> _YOUR TASKS_:
a. Say whether each statement agrees with the forum thread below, answering yes or no and quoting the deciding words from the thread. (i) In the example, the distance given is 1. (ii) The code relies on Math.Min to pick the smallest of del, ins and sub. (iii) When string1 is longer than string2, the code swaps them.
b. Please rewrite part of the forum thread below, using "swap" in place of "transposition". Begin at the line that has "distance: 1 (for" and stop after "string2, int threshold)".
c. Answer these questions from the forum thread below.
(i) In the example, what is string2?
(ii) What does the first function return when the two strings are equal?
(iii) What does the first function return when minDistance is greater than threshold?

> _EXCERPT PROVIDED_:
------------------------------

How can i disable counting of deletion, in this implementation of Damerau-Levenshtein distance algorithm, or if there is other algorithm already implemented please point me to it.
Example(disabled deletion counting):
string1: how are you?
string2: how oyu?
distance: 1 (for transposition, 4 deletes doesn't count)
And here is the algorithm:
public static int DamerauLevenshteinDistance(string string1, string string2, int threshold)
{
// Return trivial case - where they are equal
if (string1.Equals(string2))
return 0;
// Return trivial case - where one is empty
if (String.IsNullOrEmpty(string1) || String.IsNullOrEmpty(string2))
return (string1 ?? "").Length + (string2 ?? "").Length;
// Ensure string2 (inner cycle) is longer_transpositionRow
if (string1.Length > string2.Length)
{
var tmp = string1;
string1 = string2;
string2 = tmp;
}
// Return trivial case - where string1 is contained within string2
if (string2.Contains(string1))
return string2.Length - string1.Length;
var length1 = string1.Length;
var length2 = string2.Length;
var d = new int[length1 + 1, length2 + 1];
for (var i = 0; i <= d.GetUpperBound(0); i++)
d[i, 0] = i;
for (var i = 0; i <= d.GetUpperBound(1); i++)
d[0, i] = i;
for (var i = 1; i <= d.GetUpperBound(0); i++)
{
var im1 = i - 1;
var im2 = i - 2;
var minDistance = threshold;
for (var j = 1; j <= d.GetUpperBound(1); j++)
{
var jm1 = j - 1;
var jm2 = j - 2;
var cost = string1[im1] == string2[jm1] ? 0 : 1;
var del = d[im1, j] + 1;
var ins = d[i, jm1] + 1;
var sub = d[im1, jm1] + cost;
//Math.Min is slower than native code
//d[i, j] = Math.Min(del, Math.Min(ins, sub));
d[i, j] = del <= ins && del <= sub ? del : ins <= sub ? ins : sub;
if (i > 1 && j > 1 && string1[im1] == string2[jm2] && string1[im2] == string2[jm1])
d[i, j] = Math.Min(d[i, j], d[im2, jm2] + cost);
if (d[i, j] < minDistance)
minDistance = d[i, j];
}
if (minDistance > threshold)
return int.MaxValue;
}
return d[d.GetUpperBound(0), d.GetUpperBound(1)] > threshold
? int.MaxValue
: d[d.GetUpperBound(0), d.GetUpperBound(1)];
}
public static int DamerauLevenshteinDistance( string string1
, string string2
, int threshold)
{
// Return trivial case - where they are equal
if (string1.Equals(string2))
return 0;
// Return trivial case - where one is empty
// WRONG FOR YOUR NEEDS:
// if (String.IsNullOrEmpty(string1) || String.IsNullOrEmpty(string2))
// return (string1 ?? "").Length + (string2 ?? "").Length;
//DO IT THIS WAY:
if (String.IsNullOrEmpty(string1))

------------------------------

> _RECORD SET_:

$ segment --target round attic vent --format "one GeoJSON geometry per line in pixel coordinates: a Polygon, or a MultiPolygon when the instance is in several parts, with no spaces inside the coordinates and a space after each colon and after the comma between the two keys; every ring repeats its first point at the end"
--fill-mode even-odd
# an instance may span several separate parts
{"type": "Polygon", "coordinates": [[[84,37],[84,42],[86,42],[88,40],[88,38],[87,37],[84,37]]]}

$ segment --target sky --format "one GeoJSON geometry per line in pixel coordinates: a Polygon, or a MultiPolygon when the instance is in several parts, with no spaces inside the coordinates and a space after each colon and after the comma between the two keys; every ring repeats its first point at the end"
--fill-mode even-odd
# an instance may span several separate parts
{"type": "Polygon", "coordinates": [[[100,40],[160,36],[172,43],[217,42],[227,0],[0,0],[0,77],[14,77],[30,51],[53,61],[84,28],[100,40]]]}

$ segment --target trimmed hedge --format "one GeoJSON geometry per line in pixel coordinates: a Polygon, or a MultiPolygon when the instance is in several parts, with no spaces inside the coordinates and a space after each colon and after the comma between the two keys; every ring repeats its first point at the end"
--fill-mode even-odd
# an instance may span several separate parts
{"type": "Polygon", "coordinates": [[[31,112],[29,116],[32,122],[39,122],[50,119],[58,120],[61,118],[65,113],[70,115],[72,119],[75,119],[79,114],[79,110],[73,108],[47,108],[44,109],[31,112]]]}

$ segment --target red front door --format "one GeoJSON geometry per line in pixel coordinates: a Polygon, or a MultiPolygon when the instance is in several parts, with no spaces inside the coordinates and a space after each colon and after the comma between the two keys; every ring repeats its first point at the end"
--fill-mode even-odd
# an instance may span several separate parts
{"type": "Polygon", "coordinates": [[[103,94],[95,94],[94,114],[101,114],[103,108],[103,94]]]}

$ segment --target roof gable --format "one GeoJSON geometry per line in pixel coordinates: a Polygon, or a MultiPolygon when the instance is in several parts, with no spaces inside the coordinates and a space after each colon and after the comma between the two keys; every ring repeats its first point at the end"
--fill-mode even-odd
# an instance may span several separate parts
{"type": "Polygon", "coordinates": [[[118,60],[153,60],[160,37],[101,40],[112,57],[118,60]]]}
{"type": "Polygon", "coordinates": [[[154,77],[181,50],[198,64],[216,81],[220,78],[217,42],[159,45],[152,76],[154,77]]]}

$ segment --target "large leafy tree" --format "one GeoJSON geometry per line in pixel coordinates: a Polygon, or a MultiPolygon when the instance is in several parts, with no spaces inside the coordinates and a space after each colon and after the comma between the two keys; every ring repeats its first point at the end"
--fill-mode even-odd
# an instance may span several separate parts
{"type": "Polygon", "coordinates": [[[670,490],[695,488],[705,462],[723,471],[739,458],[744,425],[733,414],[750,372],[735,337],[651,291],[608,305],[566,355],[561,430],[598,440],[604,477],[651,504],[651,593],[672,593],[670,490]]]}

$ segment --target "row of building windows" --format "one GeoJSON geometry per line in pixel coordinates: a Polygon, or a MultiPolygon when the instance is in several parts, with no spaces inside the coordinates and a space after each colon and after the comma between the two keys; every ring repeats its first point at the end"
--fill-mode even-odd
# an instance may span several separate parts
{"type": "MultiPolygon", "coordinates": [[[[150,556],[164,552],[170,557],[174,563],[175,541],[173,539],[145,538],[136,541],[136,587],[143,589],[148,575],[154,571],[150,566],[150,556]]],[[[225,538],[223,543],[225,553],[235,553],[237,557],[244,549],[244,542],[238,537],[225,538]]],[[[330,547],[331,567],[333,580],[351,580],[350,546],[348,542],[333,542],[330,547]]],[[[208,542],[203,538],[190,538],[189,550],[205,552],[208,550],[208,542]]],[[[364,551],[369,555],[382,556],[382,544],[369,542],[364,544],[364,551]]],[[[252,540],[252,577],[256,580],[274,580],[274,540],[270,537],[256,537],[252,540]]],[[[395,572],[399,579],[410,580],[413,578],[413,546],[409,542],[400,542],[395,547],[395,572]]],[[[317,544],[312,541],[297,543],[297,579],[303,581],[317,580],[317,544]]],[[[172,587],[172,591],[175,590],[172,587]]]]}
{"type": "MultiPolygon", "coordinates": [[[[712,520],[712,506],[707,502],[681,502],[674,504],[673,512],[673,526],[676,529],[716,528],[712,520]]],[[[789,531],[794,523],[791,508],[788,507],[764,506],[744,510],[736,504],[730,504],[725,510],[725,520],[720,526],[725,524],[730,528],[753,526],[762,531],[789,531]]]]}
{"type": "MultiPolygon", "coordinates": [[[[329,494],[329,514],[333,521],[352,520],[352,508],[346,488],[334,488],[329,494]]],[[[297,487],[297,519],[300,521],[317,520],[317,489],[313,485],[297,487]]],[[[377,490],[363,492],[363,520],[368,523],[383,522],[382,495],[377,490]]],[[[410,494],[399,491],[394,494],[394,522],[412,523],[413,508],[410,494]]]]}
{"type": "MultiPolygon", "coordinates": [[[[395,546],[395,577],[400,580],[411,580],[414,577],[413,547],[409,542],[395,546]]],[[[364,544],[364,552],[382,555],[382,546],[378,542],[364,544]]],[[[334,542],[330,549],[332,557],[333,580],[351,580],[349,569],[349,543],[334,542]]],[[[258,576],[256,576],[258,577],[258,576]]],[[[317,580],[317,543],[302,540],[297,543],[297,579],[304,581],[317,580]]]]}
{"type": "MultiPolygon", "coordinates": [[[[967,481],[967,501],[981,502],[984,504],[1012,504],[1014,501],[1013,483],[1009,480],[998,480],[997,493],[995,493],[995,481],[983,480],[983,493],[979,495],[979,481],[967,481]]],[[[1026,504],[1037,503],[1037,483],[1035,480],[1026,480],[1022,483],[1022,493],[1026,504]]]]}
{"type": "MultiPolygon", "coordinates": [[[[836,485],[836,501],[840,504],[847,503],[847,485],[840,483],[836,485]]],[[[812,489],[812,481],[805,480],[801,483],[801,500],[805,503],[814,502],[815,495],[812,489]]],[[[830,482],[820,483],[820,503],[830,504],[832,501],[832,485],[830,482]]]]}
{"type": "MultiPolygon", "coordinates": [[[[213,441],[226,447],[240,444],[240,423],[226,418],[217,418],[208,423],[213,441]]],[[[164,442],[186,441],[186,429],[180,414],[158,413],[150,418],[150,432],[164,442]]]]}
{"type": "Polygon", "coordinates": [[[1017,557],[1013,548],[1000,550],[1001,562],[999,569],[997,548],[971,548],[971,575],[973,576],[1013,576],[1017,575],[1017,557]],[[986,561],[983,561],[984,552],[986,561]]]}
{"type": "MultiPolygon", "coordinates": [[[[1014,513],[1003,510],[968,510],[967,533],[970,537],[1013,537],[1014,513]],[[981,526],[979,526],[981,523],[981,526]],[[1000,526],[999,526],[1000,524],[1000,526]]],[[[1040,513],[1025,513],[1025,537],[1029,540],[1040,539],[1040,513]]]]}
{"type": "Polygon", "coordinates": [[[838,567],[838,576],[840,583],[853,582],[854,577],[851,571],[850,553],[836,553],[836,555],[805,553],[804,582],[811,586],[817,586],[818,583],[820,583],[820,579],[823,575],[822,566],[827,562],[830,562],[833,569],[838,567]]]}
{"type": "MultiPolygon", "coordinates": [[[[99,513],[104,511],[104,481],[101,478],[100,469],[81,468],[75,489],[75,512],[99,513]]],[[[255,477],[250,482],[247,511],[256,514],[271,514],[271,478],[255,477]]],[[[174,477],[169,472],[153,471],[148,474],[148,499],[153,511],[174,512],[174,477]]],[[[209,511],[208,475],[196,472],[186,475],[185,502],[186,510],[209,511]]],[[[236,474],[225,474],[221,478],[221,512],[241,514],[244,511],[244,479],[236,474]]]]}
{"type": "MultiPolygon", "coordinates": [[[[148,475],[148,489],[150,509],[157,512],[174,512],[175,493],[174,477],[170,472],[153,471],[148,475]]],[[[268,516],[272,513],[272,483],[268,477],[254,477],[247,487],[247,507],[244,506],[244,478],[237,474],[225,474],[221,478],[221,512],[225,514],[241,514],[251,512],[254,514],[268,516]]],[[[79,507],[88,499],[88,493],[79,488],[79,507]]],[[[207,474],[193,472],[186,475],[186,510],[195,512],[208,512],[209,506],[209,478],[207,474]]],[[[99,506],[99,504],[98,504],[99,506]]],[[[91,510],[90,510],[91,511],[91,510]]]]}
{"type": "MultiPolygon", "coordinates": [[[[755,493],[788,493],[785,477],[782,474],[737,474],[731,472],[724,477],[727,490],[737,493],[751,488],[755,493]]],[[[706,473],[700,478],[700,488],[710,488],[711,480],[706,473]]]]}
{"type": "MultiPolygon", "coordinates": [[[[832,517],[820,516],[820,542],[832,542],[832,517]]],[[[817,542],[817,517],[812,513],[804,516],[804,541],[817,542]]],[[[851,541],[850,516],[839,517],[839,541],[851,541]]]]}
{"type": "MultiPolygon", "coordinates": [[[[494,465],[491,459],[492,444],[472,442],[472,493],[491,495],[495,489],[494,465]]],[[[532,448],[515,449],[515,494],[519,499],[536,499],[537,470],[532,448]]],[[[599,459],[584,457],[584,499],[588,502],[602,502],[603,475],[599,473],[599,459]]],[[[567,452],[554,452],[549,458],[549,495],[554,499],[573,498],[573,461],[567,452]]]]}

------------------------------

> _WRITTEN RESPONSES_:
a.
(i) Yes: "distance: 1 (for transposition, 4 deletes doesn't count)"
(ii) No: "//Math.Min is slower than native code"
(iii) Yes: "if (string1.Length > string2.Length)"

b.
distance: 1 (for swap, 4 deletes doesn't count)
And here is the algorithm:
public static int DamerauLevenshteinDistance(string string1, string string2, int threshold)

c.
(i) how oyu?
(ii) 0
(iii) int.MaxValue